(Image point grounding data)
****************
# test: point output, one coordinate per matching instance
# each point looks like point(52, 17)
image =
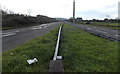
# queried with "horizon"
point(86, 9)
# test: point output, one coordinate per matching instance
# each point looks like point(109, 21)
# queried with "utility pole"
point(73, 11)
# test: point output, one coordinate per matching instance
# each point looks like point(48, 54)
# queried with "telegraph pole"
point(73, 11)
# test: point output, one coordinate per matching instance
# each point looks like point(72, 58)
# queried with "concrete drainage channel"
point(56, 64)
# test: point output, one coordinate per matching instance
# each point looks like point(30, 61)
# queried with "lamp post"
point(73, 11)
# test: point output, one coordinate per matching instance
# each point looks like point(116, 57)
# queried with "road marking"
point(116, 35)
point(101, 31)
point(37, 28)
point(8, 34)
point(44, 26)
point(89, 28)
point(17, 31)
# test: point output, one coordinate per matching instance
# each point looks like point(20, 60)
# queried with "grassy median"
point(84, 52)
point(42, 48)
point(115, 26)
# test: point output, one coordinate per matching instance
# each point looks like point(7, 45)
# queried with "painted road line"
point(8, 34)
point(37, 28)
point(116, 35)
point(89, 28)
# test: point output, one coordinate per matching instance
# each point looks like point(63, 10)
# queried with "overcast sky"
point(87, 9)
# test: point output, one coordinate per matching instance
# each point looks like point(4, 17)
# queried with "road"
point(16, 37)
point(110, 34)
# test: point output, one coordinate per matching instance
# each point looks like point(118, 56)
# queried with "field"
point(81, 51)
point(41, 48)
point(103, 24)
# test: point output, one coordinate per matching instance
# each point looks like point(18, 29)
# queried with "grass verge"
point(84, 52)
point(103, 24)
point(42, 48)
****************
**Task**
Return every record exactly, without the pictures.

**Exercise output**
# test: point output, one coordinate per matching instance
# each point looks like point(52, 17)
image =
# queried with "horizon"
point(86, 9)
# test: point output, one coordinate per matching instance
# each point looks like point(109, 21)
# queried with "utility pole"
point(73, 11)
# test: point output, one coordinate per matching instance
# each point looks like point(48, 54)
# queried with "telegraph pole"
point(73, 11)
# test: point output, one coordinate per matching instance
# each point looks like point(72, 58)
# queried with "concrete drainage channel"
point(56, 64)
# test: point output, one coordinate per matching instance
# each point looks like point(30, 61)
# queried with "lamp post"
point(73, 11)
# test: point output, one coordinate per matching instance
# each point looks like point(116, 57)
# queried with "road marking"
point(116, 35)
point(101, 31)
point(37, 28)
point(8, 34)
point(44, 26)
point(89, 28)
point(17, 31)
# test: point output, one coordinate per matching instance
# each point looks like point(20, 60)
# queried with "grassy median"
point(84, 52)
point(42, 48)
point(115, 26)
# test: point output, one coordinate per matching instance
# each point looks like point(7, 45)
# queried with "painted road line"
point(8, 34)
point(37, 28)
point(116, 35)
point(89, 28)
# test: point output, one coordinate per matching instance
# each point looks like point(63, 10)
# queried with "overcast sky"
point(87, 9)
# test: point output, one coordinate per matching instance
# each point looks like point(4, 17)
# queried with "road"
point(16, 37)
point(110, 34)
# test: point output, one coordinate per matching instance
# each point looks like point(118, 56)
# queried with "field"
point(81, 51)
point(41, 48)
point(103, 24)
# test: point output, one coordinate per matching instance
# each point looks like point(18, 29)
# queried with "grass verge"
point(84, 52)
point(103, 24)
point(42, 48)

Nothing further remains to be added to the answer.